## INSTRUCTION
Only the lines from the one containing "Expected content: leafy" through the end of the material are to be echoed, each exactly as it appears.

## RECORDS FOR THE EXERCISE
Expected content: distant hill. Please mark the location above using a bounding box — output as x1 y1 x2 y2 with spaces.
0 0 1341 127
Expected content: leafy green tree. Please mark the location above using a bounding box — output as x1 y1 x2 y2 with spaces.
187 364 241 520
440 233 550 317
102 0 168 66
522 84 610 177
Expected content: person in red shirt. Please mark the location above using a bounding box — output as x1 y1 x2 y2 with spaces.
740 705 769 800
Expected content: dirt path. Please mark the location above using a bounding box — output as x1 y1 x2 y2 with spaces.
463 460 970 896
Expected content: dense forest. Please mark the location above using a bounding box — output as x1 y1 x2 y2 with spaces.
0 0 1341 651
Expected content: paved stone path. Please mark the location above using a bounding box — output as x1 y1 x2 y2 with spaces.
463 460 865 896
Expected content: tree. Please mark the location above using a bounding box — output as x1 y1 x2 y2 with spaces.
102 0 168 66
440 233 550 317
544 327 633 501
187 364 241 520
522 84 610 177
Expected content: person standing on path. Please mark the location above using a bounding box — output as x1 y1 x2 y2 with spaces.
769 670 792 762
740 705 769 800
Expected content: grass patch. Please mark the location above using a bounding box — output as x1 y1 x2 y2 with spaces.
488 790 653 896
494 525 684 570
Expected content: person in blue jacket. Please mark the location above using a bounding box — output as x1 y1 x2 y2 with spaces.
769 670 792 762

## FULL OUTPUT
Expected content: leafy green tree. Please mark the location above using a bounding box — output as x1 y1 x2 y2 with spaces.
187 364 241 520
440 233 550 317
102 0 168 66
522 84 610 177
Expected content: person in red shirt. Please mark the location above using a bounding box — output as x1 y1 x2 y2 with spaces.
740 705 769 800
Expected content: dirt path. Please mark the location above using a bounding box — output as x1 y1 x2 y2 with spaces.
463 460 970 896
Expected content: dense forest. Please mark the location above using a bounding box — output as x1 y1 x2 y2 with spaces.
0 0 1341 651
Expected content: paved stone path. Please mark the location above using a bounding box — output as x1 y1 x2 y2 with spaces.
463 460 865 896
Expected content: tree. Please mark the location above using a bounding box — output as x1 y1 x2 y2 with spaces.
102 0 168 66
440 233 550 317
544 327 633 501
187 364 241 520
522 84 610 177
Expected content: person standing on path. Please mark the location above using a bounding box — output as x1 y1 x2 y2 with spaces.
769 670 792 762
740 705 769 800
Expected content: grass patch. Please mark the location above using a bounding box — output as x1 y1 x2 y2 with spaces.
488 790 653 896
494 525 684 570
Expected content: person in blue jacket. Please mark the location above using a bounding box — output as x1 y1 x2 y2 with spaces.
769 670 792 762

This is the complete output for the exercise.